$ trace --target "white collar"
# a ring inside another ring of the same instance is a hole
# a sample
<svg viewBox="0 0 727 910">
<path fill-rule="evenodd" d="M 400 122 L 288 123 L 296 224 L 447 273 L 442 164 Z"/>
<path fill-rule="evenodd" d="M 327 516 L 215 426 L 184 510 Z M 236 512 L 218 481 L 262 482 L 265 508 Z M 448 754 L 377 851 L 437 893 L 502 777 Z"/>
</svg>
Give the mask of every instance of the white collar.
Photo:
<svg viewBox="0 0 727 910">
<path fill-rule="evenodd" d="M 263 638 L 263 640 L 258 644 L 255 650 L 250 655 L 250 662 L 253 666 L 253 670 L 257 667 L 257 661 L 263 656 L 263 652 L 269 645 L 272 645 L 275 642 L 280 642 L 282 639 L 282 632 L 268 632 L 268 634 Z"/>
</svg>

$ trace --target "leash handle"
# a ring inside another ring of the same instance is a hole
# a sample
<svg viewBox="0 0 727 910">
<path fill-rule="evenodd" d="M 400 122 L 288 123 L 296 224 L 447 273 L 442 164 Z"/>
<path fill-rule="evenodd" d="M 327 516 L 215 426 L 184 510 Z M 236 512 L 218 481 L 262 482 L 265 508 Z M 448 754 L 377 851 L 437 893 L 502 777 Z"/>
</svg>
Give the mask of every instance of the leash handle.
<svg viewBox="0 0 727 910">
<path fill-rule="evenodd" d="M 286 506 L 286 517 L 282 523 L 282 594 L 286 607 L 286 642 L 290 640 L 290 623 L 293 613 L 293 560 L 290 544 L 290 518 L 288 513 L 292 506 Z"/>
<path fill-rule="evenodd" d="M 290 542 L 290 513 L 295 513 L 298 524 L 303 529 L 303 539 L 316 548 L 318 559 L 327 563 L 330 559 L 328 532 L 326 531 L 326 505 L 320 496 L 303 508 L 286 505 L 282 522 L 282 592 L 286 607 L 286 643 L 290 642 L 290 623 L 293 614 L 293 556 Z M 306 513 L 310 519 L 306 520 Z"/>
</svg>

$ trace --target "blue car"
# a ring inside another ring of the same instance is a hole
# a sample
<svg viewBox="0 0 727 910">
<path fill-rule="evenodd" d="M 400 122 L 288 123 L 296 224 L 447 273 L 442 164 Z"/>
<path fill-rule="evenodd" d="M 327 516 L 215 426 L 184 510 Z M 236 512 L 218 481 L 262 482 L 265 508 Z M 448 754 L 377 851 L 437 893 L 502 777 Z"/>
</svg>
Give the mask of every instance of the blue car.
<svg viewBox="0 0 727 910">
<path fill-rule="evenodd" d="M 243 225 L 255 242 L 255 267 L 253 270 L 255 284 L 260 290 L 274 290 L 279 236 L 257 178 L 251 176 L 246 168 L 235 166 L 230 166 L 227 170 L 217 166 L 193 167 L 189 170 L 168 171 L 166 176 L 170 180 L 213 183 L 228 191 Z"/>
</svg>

-=-=-=-=-

(REQUIREMENTS):
Count the lines of the material above that contain the string "every", with case counting. Reply with the number alone.

(TASK SOLUTION):
3